Exercise objective. Take the material and output all of it exactly.
* Begin *
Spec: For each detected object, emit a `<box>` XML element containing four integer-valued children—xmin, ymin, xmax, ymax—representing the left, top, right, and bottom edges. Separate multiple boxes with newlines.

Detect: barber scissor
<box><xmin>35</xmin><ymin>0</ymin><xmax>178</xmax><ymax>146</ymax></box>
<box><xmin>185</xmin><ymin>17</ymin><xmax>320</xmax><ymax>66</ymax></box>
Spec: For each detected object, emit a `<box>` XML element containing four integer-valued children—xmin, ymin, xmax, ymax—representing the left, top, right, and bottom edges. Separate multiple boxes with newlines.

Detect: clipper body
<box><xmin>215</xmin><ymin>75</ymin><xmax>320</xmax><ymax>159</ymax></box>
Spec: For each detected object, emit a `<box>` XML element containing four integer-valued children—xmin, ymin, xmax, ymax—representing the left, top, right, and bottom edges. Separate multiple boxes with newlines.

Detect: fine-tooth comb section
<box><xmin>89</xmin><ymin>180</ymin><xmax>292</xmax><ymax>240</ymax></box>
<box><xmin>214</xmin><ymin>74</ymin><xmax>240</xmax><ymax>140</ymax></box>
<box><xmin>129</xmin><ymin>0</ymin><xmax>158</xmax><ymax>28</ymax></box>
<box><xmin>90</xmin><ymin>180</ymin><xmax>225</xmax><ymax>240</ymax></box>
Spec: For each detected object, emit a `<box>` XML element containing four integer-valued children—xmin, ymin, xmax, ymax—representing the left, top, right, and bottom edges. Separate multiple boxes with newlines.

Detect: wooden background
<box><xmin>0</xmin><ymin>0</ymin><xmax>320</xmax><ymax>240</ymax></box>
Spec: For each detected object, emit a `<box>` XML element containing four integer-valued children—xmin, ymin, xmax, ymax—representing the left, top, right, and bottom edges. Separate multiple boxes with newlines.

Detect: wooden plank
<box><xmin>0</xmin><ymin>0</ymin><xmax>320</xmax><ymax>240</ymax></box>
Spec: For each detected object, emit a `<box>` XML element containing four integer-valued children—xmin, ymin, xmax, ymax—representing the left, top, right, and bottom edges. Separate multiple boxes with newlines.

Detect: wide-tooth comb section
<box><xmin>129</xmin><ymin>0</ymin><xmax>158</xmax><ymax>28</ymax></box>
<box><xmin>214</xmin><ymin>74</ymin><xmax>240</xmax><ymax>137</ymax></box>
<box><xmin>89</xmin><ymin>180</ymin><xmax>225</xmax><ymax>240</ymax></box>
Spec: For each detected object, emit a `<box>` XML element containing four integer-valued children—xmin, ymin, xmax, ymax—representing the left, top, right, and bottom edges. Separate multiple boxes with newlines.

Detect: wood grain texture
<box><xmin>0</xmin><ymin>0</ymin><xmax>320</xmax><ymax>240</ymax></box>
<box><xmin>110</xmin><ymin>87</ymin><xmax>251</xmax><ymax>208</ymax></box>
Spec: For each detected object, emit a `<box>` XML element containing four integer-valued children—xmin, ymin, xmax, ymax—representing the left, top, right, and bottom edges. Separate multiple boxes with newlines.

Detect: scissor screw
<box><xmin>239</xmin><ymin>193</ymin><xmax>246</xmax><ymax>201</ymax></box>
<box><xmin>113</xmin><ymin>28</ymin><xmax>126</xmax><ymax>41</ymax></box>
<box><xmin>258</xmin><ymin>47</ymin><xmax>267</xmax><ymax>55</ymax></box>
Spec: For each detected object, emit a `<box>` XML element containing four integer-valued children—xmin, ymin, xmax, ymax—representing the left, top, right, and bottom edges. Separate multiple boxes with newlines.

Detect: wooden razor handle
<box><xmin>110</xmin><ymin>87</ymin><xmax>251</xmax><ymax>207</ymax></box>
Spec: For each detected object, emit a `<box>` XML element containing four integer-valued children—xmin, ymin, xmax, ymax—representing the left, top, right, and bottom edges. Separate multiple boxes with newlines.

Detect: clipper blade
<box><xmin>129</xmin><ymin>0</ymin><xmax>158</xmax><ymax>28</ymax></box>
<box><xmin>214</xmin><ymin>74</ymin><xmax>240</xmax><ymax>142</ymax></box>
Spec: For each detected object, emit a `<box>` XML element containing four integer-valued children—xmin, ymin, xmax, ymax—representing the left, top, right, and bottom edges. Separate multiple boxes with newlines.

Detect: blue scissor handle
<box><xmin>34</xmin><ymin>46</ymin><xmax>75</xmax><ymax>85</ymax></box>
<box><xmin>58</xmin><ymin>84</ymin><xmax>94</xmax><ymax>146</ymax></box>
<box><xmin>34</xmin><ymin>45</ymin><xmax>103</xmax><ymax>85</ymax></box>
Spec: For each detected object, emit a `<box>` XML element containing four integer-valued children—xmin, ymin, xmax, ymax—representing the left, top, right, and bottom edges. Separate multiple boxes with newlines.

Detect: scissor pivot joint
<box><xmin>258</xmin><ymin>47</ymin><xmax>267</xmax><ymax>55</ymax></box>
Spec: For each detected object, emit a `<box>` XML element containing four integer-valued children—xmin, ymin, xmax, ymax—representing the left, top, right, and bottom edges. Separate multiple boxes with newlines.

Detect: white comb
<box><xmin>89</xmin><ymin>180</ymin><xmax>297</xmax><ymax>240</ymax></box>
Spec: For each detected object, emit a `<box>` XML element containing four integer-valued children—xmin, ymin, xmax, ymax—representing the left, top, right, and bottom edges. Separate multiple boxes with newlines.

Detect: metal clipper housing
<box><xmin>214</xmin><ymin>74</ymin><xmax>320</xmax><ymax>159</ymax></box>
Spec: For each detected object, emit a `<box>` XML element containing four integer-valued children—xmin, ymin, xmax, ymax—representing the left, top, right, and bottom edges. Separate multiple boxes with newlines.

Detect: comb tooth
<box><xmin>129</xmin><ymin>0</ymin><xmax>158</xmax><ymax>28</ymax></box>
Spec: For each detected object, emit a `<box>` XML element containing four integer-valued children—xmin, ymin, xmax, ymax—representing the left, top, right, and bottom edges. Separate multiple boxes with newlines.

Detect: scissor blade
* End *
Reply to the exercise.
Spec: For each detected object, emit a `<box>` XML element containing four integer-valued children—xmin, ymin, xmax, ymax—representing the left, top, right, and bottom edges. Separate multiple boxes with newlines.

Detect: barber scissor
<box><xmin>35</xmin><ymin>0</ymin><xmax>178</xmax><ymax>146</ymax></box>
<box><xmin>185</xmin><ymin>17</ymin><xmax>320</xmax><ymax>66</ymax></box>
Spec: For each detected object, emit a `<box>` XML element containing four integer-valued children—xmin, ymin, xmax, ymax—representing the left, top, right, and bottom edges. Separate multiple boxes with newlines.

Detect: clipper body
<box><xmin>215</xmin><ymin>75</ymin><xmax>320</xmax><ymax>159</ymax></box>
Spec: For each detected object, emit a `<box>` XML element containing four integer-valued children—xmin, ymin, xmax, ymax—representing the left, top, right, and bottom edges. Separate multiple boxes with newlines.

Detect: fine-tooth comb section
<box><xmin>89</xmin><ymin>180</ymin><xmax>292</xmax><ymax>240</ymax></box>
<box><xmin>214</xmin><ymin>74</ymin><xmax>240</xmax><ymax>140</ymax></box>
<box><xmin>129</xmin><ymin>0</ymin><xmax>158</xmax><ymax>28</ymax></box>
<box><xmin>90</xmin><ymin>180</ymin><xmax>225</xmax><ymax>240</ymax></box>
Spec: For each detected object, emit a `<box>` XML element containing four integer-valued children—xmin, ymin, xmax, ymax—representing the left, top, right, and bottom edges. Separate multiple boxes with newlines.

Detect: wooden background
<box><xmin>0</xmin><ymin>0</ymin><xmax>320</xmax><ymax>240</ymax></box>
Spec: For each detected object, emit a `<box>` XML element containing four integer-valued children—xmin, ymin, xmax, ymax—representing the left, top, right, and bottom edges. Separate multiple boxes with newlines.

Detect: wooden plank
<box><xmin>0</xmin><ymin>0</ymin><xmax>320</xmax><ymax>240</ymax></box>
Spec: For each detected object, emit a `<box>` XML element containing four integer-valued children—xmin, ymin, xmax, ymax—representing the left, top, right, and bottom edges. Separate multiple boxes with newlines.

Detect: wide-tooth comb section
<box><xmin>129</xmin><ymin>0</ymin><xmax>158</xmax><ymax>28</ymax></box>
<box><xmin>214</xmin><ymin>74</ymin><xmax>240</xmax><ymax>137</ymax></box>
<box><xmin>89</xmin><ymin>180</ymin><xmax>225</xmax><ymax>240</ymax></box>
Spec: For each detected object, emit a `<box>` XML element containing four integer-valued children—xmin, ymin, xmax, ymax—representing the left, top, right, and bottom edges. Separate multiple boxes with newlines.

Detect: wood grain texture
<box><xmin>0</xmin><ymin>0</ymin><xmax>320</xmax><ymax>240</ymax></box>
<box><xmin>110</xmin><ymin>87</ymin><xmax>251</xmax><ymax>208</ymax></box>
Spec: For each detected object, emit a `<box>` XML element containing four integer-valued children—xmin, ymin, xmax, ymax—representing the left, top, right, and bottom edges. Separate multiple boxes with newlines.

Detect: scissor screw
<box><xmin>239</xmin><ymin>193</ymin><xmax>246</xmax><ymax>201</ymax></box>
<box><xmin>113</xmin><ymin>28</ymin><xmax>126</xmax><ymax>41</ymax></box>
<box><xmin>258</xmin><ymin>47</ymin><xmax>267</xmax><ymax>55</ymax></box>
Spec: For each detected object, emit a `<box>` XML element containing four integer-valued children—xmin, ymin, xmax, ymax—representing the left, top, right, and bottom edges. Separate multiple boxes with newlines.

Detect: wooden razor handle
<box><xmin>110</xmin><ymin>87</ymin><xmax>251</xmax><ymax>207</ymax></box>
Spec: For each detected object, emit a `<box>` XML element containing four integer-valued children—xmin, ymin, xmax, ymax—representing the left, top, right, and bottom edges. Separate multiple boxes with newlines.

Detect: clipper blade
<box><xmin>129</xmin><ymin>0</ymin><xmax>158</xmax><ymax>28</ymax></box>
<box><xmin>214</xmin><ymin>74</ymin><xmax>240</xmax><ymax>142</ymax></box>
Spec: For each detected object, emit a `<box>` XML element containing four integer-valued children—xmin, ymin, xmax, ymax—representing the left, top, right, and bottom edges. Separate multiple boxes with newlines.

Detect: blue scissor handle
<box><xmin>34</xmin><ymin>46</ymin><xmax>75</xmax><ymax>85</ymax></box>
<box><xmin>58</xmin><ymin>84</ymin><xmax>94</xmax><ymax>146</ymax></box>
<box><xmin>34</xmin><ymin>45</ymin><xmax>103</xmax><ymax>85</ymax></box>
Spec: For each detected object, emit a `<box>` XML element containing four integer-valued children—xmin, ymin, xmax, ymax—representing the left, top, right, and bottom edges. Separate multiple boxes with newlines.

Detect: scissor pivot joint
<box><xmin>258</xmin><ymin>47</ymin><xmax>267</xmax><ymax>55</ymax></box>
Spec: For each detected object, emit a `<box>` XML element containing four integer-valued children—xmin, ymin, xmax, ymax—representing the left, top, right, and bottom edges. Separate multiple boxes with newlines.

Detect: white comb
<box><xmin>89</xmin><ymin>180</ymin><xmax>297</xmax><ymax>240</ymax></box>
Spec: For each detected object, emit a `<box>` XML element containing four integer-valued children—xmin, ymin, xmax, ymax—representing the left, top, right, and bottom edges. Separate multiple boxes with newlines.

Detect: metal clipper housing
<box><xmin>214</xmin><ymin>74</ymin><xmax>320</xmax><ymax>159</ymax></box>
Spec: For each detected object, emit a `<box>` XML element containing four integer-valued children—xmin, ymin, xmax, ymax—representing the left, top, right, and bottom edges. Separate multiple boxes with newlines.

Detect: comb tooth
<box><xmin>129</xmin><ymin>0</ymin><xmax>158</xmax><ymax>28</ymax></box>
Spec: For each detected object, emit a `<box>` XML element containing four integer-valued children—xmin, ymin, xmax, ymax—representing the left, top, right, and bottom edges. Separate multiple boxes with newlines.

Detect: scissor blade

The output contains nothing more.